A Date with Judy is a 1948 American comedy musical film starring Wallace Beery, Jane Powell, and Elizabeth Taylor. Directed by Richard Thorpe, the film was based on the radio series of the same name.

The film was photographed in Technicolor and largely served to showcase the former child star Elizabeth Taylor, age 16 at the time. Taylor was given the full MGM glamor treatment, including specially designed gowns.

Robert Stack appears in a prominent supporting part. Many others in the MGM stock company appear in their customary roles, including Leon Ames as a dignified father figure, the same role he played in the Judy Garland film Meet Me in St. Louis (1944) and top-billed Wallace Beery in his penultimate role as a contrasting "rough and ready" father figure.

The film features the soprano singing voice of young Jane Powell, and is also a showcase for the musical performances of the Brazilian singer Carmen Miranda and bandleader Xavier Cugat. In this film, Miranda is given to humorous malapropisms such as "His bite is worse than his bark" and "Now I'm cooking with grass". The songs "Judaline" and "It's a Most Unusual Day" also debuted in this film.

Plot
In Santa Barbara, California, teenager Judy Foster (Jane Powell) and her friends are rehearsing songs for their high school dance when the student director of the show, Carol Pringle (Elizabeth Taylor), complains that the songs, as performed, are too "juvenile." Carol, a senior at the school and a renowned snob, demonstrates how the music should be played, and gives the song a more seductive flavor.

Later, Carol tells Judy that famous band leader Xavier Cugat will be the guest of honor at the dance, and urges her to wear her pink dress for the occasion. When Judy learns that her sweetheart, Ogden "Oogie" Pringle (Scotty Beckett), who is Carol's brother, has decided not to take her to the dance, she becomes infuriated and vows to break off her friendship with him. Dejected, Judy visits Pop's Soda Fountain, where she meets Pop's handsome nephew, Stephen Andrews (Robert Stack). Judy falls instantly in love with the older Stephen, and he agrees to take her to the dance as a favor to Pop. At the dance, Oogie sees Judy with Stephen and becomes jealous. While Oogie tries to divert Judy's attention away from Stephen, Stephen meets Carol and believes he has found "the most beautiful girl in Santa Barbara."

After the dance, Carol tries to help Oogie and Judy get back together by telling Judy that she has convinced her wealthy father to give Judy and Oogie a program on his radio station. Meanwhile, Rosita Conchellas (Carmen Miranda), a dance instructor, secretly meets with Judy's father Melvin (Wallace Beery) to teach him the rumba, which he hopes to dance on his wedding anniversary. When Oogie tries to make amends with Judy at a dinner arranged by Carol, a misunderstanding arises that leads to his being further alienated from his sweetheart. Judy, however, shows no signs of a broken heart, and later tells her father that she is in love with Stephen and that she intends to marry him.
══════════════════════════════
- Exercise objective: Reproduce verbatim the stretch of the article on A Date with Judy from "The film features" through "in this film.".
══════════════════════════════
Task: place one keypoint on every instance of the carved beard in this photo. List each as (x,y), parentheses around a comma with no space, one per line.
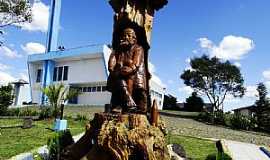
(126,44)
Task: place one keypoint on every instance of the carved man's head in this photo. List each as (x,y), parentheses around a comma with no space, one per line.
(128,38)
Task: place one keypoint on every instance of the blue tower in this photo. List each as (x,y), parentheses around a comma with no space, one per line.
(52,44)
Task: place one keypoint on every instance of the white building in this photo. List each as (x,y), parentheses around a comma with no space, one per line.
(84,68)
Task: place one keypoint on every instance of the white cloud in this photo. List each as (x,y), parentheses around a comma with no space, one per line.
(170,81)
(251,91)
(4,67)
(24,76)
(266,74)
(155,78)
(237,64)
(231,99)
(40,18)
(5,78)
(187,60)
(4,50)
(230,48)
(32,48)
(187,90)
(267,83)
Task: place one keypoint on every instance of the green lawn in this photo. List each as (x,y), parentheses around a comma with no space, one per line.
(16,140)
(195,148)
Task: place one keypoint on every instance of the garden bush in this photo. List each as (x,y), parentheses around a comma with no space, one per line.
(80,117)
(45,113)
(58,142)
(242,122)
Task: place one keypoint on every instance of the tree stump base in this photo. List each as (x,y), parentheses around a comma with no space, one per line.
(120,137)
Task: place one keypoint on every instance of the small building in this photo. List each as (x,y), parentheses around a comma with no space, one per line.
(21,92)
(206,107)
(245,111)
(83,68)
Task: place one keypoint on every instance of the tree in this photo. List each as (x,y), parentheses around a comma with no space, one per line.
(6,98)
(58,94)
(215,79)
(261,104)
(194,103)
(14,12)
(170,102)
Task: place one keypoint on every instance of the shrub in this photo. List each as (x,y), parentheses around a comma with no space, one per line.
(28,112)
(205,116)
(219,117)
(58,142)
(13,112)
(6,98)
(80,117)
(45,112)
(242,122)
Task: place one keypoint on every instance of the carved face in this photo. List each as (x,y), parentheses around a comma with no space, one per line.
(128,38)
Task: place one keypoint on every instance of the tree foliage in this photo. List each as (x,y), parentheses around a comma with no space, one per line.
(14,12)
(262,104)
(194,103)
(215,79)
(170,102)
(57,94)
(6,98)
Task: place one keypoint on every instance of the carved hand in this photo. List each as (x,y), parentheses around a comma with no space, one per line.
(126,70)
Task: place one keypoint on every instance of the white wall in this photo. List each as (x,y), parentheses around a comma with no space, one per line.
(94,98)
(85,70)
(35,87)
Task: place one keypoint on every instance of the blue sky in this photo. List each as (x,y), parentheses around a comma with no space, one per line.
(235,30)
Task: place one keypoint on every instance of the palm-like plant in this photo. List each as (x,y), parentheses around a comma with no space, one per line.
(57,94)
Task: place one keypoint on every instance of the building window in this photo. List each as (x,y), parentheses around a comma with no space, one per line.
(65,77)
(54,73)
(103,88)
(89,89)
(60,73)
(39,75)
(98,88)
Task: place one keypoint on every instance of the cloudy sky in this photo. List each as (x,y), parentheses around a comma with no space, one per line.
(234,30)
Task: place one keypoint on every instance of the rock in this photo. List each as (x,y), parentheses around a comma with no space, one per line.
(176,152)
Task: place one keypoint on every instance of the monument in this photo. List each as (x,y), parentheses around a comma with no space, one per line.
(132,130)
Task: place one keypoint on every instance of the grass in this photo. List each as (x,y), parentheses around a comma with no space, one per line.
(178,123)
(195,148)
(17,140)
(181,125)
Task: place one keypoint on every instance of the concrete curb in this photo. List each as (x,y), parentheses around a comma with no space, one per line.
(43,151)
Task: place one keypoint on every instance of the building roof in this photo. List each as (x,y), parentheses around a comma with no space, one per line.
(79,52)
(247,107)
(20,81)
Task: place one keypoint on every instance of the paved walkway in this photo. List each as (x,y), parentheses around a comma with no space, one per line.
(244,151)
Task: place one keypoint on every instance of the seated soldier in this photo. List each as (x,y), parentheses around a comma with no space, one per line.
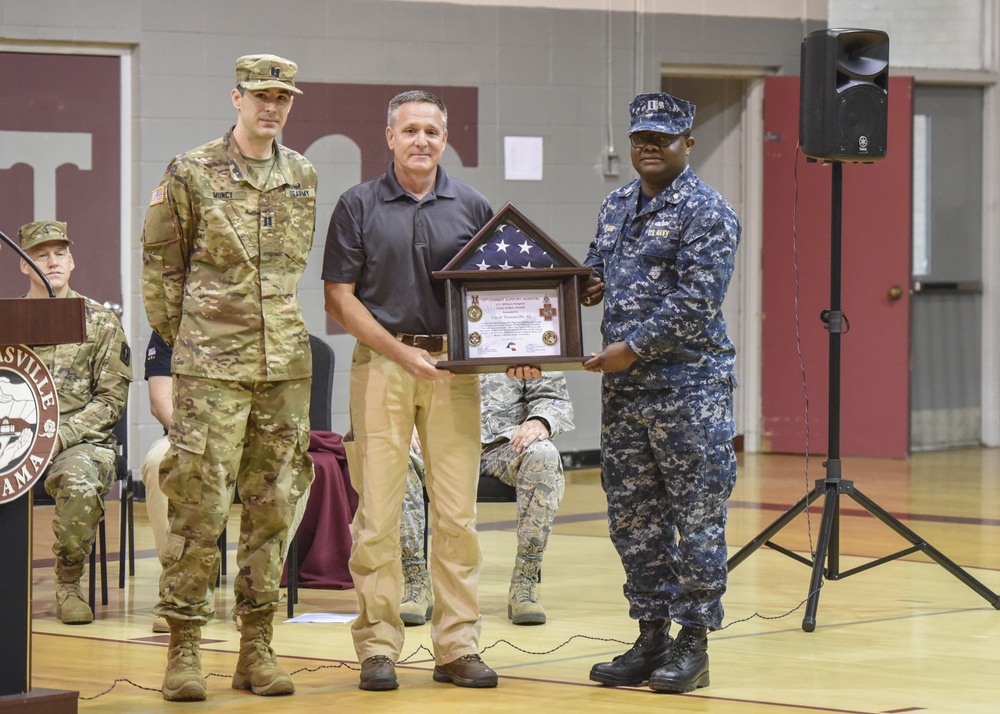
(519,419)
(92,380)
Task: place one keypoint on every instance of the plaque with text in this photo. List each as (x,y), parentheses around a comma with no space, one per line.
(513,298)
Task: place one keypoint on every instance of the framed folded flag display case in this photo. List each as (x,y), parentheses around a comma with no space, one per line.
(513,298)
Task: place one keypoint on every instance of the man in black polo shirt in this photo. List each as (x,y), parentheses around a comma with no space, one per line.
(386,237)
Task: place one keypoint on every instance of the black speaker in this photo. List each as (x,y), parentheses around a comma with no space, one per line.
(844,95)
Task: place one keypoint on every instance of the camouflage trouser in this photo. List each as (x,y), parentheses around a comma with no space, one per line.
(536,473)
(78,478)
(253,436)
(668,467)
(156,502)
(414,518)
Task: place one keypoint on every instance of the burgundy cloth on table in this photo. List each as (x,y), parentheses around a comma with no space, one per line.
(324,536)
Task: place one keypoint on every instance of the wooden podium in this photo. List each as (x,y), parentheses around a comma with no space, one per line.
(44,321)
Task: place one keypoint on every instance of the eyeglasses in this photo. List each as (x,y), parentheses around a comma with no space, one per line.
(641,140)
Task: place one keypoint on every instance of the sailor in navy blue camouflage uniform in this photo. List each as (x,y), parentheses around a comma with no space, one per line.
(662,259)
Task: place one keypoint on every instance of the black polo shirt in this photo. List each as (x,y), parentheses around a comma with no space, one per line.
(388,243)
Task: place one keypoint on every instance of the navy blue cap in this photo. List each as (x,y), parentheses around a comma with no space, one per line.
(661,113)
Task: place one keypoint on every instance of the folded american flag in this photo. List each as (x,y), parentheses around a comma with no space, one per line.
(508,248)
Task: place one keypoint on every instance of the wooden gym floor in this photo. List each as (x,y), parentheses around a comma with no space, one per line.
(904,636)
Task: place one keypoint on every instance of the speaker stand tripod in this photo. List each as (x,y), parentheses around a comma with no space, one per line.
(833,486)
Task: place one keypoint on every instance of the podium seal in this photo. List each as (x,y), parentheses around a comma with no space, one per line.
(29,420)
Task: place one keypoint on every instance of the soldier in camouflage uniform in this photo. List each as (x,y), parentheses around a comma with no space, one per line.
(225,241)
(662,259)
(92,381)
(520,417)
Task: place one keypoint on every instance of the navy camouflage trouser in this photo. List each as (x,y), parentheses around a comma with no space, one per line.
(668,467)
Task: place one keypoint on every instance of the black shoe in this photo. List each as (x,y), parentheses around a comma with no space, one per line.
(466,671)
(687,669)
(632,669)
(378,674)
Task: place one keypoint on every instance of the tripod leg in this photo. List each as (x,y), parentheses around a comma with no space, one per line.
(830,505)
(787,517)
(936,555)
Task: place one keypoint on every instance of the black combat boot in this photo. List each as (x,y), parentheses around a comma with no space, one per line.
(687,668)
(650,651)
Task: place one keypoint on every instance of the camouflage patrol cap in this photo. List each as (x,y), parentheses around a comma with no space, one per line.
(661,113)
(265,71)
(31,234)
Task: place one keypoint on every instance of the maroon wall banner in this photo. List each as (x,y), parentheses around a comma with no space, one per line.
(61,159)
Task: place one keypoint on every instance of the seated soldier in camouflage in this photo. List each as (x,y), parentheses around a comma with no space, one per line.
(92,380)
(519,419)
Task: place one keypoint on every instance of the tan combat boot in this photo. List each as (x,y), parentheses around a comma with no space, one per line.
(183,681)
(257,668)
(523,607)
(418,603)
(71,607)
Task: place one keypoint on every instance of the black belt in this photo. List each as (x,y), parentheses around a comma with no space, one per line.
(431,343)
══════════════════════════════
- In response:
The film features the soprano singing voice of young Jane Powell, and is also a showcase for the musical performances of the Brazilian singer Carmen Miranda and bandleader Xavier Cugat. In this film, Miranda is given to humorous malapropisms such as "His bite is worse than his bark" and "Now I'm cooking with grass". The songs "Judaline" and "It's a Most Unusual Day" also debuted in this film.